• _What you are asked to do_:
From the line that includes "Locate the white cloud" to the last line of the data, quote each line precisely; both boundary lines belong in the answer.

[Location identification items]

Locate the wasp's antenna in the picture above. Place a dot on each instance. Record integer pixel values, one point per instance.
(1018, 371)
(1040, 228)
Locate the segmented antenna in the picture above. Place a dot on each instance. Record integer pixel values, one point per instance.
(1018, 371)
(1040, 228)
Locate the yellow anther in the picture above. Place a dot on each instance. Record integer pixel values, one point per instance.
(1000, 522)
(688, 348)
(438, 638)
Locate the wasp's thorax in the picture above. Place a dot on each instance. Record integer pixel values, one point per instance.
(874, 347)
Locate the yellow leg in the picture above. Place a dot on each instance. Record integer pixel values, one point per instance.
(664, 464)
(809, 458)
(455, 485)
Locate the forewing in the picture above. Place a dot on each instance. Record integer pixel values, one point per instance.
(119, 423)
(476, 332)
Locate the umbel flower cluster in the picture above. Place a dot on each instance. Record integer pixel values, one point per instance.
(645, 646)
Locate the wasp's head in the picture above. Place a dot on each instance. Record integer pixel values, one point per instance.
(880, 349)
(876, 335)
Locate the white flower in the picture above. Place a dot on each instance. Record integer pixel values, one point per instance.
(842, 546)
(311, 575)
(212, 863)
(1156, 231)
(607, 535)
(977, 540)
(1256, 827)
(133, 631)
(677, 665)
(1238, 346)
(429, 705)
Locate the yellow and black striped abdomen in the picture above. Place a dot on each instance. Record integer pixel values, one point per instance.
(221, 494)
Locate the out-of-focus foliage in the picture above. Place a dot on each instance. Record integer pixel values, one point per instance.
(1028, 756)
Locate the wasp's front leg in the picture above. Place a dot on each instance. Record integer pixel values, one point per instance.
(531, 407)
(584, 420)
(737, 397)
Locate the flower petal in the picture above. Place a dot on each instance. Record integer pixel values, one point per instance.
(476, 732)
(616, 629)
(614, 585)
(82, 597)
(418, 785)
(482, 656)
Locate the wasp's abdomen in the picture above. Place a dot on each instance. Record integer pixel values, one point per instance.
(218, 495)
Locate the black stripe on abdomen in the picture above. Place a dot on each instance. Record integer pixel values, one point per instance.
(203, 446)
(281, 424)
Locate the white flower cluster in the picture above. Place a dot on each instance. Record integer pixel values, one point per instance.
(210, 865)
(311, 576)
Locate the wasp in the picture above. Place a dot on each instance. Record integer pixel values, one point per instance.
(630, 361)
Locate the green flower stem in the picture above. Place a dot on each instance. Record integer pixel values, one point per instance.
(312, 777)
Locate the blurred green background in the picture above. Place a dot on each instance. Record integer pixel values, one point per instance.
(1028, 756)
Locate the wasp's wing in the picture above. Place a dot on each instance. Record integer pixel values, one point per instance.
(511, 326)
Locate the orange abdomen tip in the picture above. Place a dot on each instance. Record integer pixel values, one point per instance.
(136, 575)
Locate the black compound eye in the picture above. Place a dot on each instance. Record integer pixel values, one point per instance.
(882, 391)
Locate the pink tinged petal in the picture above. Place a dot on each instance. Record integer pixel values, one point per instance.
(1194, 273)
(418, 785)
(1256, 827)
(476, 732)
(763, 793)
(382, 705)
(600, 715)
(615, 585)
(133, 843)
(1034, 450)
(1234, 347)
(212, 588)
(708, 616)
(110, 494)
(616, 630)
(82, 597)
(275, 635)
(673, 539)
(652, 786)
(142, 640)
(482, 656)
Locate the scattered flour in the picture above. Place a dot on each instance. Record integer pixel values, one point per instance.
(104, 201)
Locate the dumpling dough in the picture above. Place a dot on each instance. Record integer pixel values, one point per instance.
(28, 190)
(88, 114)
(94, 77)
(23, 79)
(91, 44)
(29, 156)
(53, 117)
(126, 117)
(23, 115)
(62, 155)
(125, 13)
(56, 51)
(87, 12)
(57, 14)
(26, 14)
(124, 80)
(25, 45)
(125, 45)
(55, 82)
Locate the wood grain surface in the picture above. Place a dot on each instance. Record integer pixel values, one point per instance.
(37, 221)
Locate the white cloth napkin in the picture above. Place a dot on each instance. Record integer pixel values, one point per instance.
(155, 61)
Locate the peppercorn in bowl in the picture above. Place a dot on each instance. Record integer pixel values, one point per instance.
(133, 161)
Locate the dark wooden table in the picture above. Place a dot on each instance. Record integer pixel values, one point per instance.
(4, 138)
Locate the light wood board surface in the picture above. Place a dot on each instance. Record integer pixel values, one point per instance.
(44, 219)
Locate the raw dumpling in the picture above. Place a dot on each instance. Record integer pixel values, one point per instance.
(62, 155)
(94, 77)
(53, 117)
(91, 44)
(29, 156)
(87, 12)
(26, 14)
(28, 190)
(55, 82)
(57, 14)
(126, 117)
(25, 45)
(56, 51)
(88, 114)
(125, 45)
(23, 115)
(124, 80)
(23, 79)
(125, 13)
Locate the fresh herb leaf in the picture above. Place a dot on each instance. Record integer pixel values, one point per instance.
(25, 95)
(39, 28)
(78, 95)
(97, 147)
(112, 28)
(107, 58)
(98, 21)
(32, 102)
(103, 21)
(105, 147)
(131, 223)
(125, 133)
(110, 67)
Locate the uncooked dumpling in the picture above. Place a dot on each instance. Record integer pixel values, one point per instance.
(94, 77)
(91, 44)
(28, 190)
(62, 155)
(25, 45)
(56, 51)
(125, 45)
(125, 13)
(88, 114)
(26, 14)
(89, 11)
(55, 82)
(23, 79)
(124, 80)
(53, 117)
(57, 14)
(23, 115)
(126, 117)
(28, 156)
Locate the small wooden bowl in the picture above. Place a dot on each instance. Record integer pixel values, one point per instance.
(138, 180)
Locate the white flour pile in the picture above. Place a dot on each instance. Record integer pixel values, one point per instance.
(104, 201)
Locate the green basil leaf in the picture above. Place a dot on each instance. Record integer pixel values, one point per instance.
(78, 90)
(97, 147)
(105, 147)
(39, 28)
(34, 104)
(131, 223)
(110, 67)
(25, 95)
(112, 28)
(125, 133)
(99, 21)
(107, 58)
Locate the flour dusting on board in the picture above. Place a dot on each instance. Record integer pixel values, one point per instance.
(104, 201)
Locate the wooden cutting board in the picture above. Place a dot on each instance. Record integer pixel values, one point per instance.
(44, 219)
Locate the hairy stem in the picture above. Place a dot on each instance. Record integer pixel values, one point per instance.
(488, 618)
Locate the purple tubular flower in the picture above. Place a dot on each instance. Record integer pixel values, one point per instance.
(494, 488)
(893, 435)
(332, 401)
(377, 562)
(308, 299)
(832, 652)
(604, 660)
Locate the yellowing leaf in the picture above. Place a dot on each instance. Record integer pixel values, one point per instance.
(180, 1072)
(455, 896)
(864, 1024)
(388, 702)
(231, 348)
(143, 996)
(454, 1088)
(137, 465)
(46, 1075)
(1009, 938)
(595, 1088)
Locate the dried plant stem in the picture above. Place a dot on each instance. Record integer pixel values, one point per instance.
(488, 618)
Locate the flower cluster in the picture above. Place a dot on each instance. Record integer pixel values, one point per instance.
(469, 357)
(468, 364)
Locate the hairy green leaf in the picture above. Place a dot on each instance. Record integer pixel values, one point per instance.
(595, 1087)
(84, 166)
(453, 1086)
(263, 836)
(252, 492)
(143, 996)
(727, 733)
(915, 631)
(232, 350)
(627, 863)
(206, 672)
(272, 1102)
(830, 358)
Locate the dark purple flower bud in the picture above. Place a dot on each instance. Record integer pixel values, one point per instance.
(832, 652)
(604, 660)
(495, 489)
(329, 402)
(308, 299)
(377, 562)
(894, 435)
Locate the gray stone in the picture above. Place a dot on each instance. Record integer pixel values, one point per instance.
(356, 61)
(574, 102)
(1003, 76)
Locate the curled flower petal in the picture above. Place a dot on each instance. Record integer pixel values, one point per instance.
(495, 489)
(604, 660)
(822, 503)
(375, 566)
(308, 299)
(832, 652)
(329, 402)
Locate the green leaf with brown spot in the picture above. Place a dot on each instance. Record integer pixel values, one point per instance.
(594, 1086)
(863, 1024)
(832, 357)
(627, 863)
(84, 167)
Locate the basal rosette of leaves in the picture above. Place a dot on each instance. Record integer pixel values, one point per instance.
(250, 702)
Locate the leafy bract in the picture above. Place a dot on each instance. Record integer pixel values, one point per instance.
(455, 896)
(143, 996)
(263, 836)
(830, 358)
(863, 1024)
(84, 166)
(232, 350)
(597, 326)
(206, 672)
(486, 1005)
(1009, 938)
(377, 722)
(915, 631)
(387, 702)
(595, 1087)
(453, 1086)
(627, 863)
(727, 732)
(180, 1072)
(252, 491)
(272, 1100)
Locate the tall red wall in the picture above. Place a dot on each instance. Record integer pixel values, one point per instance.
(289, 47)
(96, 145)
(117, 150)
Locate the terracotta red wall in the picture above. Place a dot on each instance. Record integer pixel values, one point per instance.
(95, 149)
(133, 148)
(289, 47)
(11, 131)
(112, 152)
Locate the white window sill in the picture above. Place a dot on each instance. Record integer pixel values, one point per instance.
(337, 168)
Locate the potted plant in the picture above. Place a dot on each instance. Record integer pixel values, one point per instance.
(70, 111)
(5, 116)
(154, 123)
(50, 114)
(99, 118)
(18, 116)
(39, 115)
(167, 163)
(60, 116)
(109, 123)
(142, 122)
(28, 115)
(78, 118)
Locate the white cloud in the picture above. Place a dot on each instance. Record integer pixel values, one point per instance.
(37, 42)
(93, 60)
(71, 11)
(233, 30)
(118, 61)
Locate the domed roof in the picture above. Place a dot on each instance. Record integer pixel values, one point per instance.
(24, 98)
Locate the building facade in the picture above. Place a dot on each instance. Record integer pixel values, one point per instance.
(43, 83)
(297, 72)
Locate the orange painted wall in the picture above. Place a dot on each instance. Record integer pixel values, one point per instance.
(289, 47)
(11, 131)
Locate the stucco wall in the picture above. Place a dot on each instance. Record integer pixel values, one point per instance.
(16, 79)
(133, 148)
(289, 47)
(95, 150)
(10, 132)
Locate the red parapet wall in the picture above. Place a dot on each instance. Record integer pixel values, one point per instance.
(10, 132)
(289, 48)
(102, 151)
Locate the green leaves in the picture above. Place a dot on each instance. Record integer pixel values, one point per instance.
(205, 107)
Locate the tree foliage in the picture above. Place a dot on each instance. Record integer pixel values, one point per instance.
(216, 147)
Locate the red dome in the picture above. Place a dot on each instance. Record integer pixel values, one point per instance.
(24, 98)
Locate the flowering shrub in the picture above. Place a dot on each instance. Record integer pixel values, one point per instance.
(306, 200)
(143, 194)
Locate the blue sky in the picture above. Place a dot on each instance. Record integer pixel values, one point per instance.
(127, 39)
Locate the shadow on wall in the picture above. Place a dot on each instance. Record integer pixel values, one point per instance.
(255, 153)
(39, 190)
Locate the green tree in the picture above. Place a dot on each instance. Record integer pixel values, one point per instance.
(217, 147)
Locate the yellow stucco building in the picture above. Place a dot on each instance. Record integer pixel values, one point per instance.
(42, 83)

• _Written solution_:
Locate the white cloud in the picture above. Place a dot on each instance. Record integer pixel values, one point per instance.
(37, 42)
(93, 60)
(71, 11)
(233, 30)
(118, 61)
Locate the domed roof in the picture above. Place a dot on each instance. Record integer pixel values, one point per instance.
(24, 98)
Locate the building facade in the picture above. Place a dot on each instance. Record integer pixel values, one point per instance.
(43, 83)
(297, 72)
Locate the orange painted wall in the picture above. Place a dot on each instance. Record integer pixel values, one point per instance.
(289, 47)
(11, 131)
Locate the stucco wall in the picture above. Place a dot on each instance. Record integer pixel values, one point per instance.
(16, 79)
(133, 148)
(289, 47)
(95, 150)
(10, 132)
Locate the red parapet wall in the picture above. Place a dot on each instance. Record integer pixel values, one point per instance.
(10, 132)
(289, 48)
(102, 151)
Locate the green leaves in the picture above. Place a dot on each instance. Record integer pixel values, one point per instance.
(205, 107)
Locate the tree foliage in the picture above. Place a dot on each instance. Record integer pixel values, one point per instance.
(216, 147)
Locate the red dome in the picture above. Place a dot on each instance. Record integer pixel values, one point per instance.
(24, 98)
Locate the flowering shrub in the picture above. Place a dot on each instance. Record integer pixel values, one point per instance.
(306, 200)
(143, 194)
Locate the blue sky in the picture above. Place a dot on each instance. Record integer pixel values, one point per instance.
(127, 39)
Locate the shadow on wall in the picture above. Place a dot on each instance. Record integer pixel values, one point per instance.
(255, 153)
(39, 190)
Locate the green tree in the picture above. Place a dot on each instance. Record integer pixel values, one point per instance.
(217, 147)
Locate the yellow stucco building in the picture above. Place a dot on each instance. Record integer pixel values, one point per instance.
(42, 83)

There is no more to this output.